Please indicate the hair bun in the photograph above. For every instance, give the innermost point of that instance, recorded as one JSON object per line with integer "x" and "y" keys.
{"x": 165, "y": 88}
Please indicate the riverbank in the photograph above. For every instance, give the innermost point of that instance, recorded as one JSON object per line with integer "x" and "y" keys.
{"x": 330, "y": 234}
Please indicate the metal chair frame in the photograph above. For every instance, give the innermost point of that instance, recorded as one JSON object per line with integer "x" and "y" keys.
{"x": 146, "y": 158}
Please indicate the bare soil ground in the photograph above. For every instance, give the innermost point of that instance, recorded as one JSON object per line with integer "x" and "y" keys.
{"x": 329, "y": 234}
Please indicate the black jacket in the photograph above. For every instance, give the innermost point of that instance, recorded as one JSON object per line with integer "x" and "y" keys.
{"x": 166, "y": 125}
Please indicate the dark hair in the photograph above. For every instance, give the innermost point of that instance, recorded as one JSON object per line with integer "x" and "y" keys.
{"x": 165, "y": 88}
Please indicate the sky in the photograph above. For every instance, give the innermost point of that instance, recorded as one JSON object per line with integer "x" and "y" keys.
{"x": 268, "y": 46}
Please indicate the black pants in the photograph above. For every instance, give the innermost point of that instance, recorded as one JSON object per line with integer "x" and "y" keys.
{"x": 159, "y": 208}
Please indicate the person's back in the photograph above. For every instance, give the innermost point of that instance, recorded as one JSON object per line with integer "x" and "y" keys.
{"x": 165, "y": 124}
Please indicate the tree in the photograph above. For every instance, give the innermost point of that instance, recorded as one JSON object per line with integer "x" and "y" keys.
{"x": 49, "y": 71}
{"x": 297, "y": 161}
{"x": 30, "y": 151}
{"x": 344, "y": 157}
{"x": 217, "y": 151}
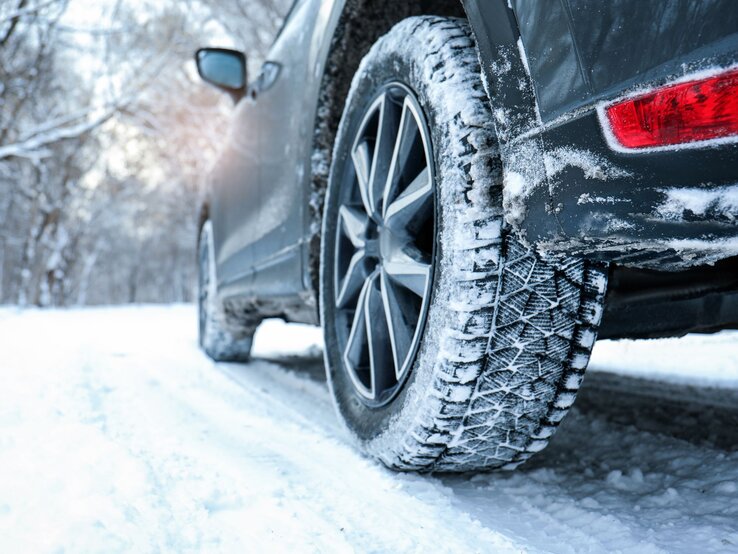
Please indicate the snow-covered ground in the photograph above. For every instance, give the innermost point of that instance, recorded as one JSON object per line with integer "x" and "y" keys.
{"x": 117, "y": 434}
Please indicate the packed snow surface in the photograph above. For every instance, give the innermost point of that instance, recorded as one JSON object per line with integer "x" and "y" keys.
{"x": 118, "y": 435}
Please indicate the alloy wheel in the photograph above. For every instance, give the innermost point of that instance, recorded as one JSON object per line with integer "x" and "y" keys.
{"x": 385, "y": 245}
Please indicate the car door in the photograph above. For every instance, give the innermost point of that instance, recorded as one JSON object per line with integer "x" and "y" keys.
{"x": 285, "y": 141}
{"x": 234, "y": 204}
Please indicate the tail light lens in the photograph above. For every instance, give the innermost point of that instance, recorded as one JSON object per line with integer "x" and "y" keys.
{"x": 691, "y": 111}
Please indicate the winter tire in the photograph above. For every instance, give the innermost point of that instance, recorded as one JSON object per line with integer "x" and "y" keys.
{"x": 222, "y": 341}
{"x": 468, "y": 356}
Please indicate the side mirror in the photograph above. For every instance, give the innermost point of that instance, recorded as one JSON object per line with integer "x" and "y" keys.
{"x": 224, "y": 69}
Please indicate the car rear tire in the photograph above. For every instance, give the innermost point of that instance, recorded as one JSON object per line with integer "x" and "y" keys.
{"x": 221, "y": 340}
{"x": 503, "y": 338}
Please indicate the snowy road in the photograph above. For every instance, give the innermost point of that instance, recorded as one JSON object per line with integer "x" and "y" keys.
{"x": 116, "y": 434}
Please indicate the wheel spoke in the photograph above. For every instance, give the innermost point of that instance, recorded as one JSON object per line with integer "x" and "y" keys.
{"x": 378, "y": 338}
{"x": 410, "y": 271}
{"x": 361, "y": 156}
{"x": 387, "y": 130}
{"x": 354, "y": 225}
{"x": 402, "y": 318}
{"x": 350, "y": 285}
{"x": 411, "y": 203}
{"x": 408, "y": 135}
{"x": 355, "y": 355}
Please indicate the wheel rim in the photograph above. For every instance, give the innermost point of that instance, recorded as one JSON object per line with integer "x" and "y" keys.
{"x": 385, "y": 245}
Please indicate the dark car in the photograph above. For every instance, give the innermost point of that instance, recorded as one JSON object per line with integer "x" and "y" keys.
{"x": 465, "y": 195}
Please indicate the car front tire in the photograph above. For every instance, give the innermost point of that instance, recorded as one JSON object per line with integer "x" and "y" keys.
{"x": 498, "y": 339}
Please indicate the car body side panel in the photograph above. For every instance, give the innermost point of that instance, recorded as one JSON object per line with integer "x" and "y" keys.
{"x": 234, "y": 196}
{"x": 580, "y": 51}
{"x": 568, "y": 190}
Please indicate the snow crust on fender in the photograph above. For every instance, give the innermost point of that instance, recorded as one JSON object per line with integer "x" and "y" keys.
{"x": 217, "y": 339}
{"x": 508, "y": 336}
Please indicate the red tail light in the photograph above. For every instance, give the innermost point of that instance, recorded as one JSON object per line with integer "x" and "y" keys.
{"x": 692, "y": 111}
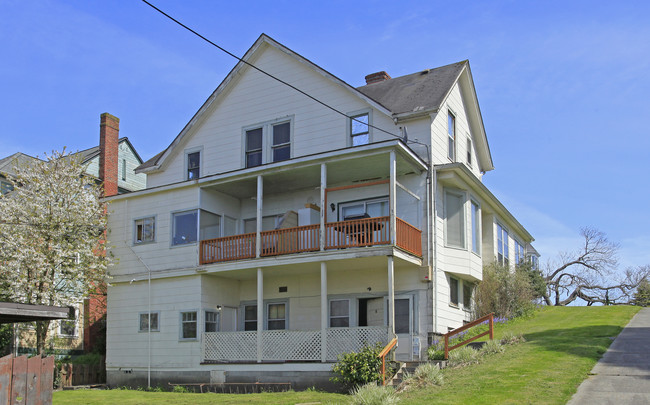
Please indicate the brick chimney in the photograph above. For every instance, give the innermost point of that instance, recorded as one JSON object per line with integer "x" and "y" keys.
{"x": 109, "y": 131}
{"x": 377, "y": 77}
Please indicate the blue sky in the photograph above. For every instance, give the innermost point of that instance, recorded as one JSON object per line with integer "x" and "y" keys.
{"x": 563, "y": 86}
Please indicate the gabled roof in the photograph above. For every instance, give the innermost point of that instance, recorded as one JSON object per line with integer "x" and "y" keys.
{"x": 90, "y": 153}
{"x": 421, "y": 91}
{"x": 7, "y": 163}
{"x": 157, "y": 161}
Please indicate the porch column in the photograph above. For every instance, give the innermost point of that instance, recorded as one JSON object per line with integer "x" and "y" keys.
{"x": 323, "y": 208}
{"x": 393, "y": 198}
{"x": 260, "y": 312}
{"x": 258, "y": 228}
{"x": 391, "y": 297}
{"x": 323, "y": 312}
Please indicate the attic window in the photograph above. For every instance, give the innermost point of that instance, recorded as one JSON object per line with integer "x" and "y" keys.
{"x": 359, "y": 129}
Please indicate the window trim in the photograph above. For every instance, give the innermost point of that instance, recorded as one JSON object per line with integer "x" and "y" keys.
{"x": 181, "y": 323}
{"x": 140, "y": 330}
{"x": 135, "y": 230}
{"x": 329, "y": 313}
{"x": 451, "y": 137}
{"x": 217, "y": 320}
{"x": 172, "y": 227}
{"x": 267, "y": 139}
{"x": 463, "y": 228}
{"x": 479, "y": 223}
{"x": 451, "y": 303}
{"x": 348, "y": 131}
{"x": 186, "y": 162}
{"x": 505, "y": 244}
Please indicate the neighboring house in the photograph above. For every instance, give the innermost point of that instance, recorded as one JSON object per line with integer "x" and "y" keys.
{"x": 113, "y": 163}
{"x": 275, "y": 234}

--*--

Every line from the one containing "Please indicate the neighboring" through the end of the data must be repeated exactly, and no other line.

Please indicate the neighboring house in the photograph above. For every instance, give the innermost point of that instance, recorded as one JSON object per line with integer "x" and "y" keys.
{"x": 113, "y": 163}
{"x": 275, "y": 234}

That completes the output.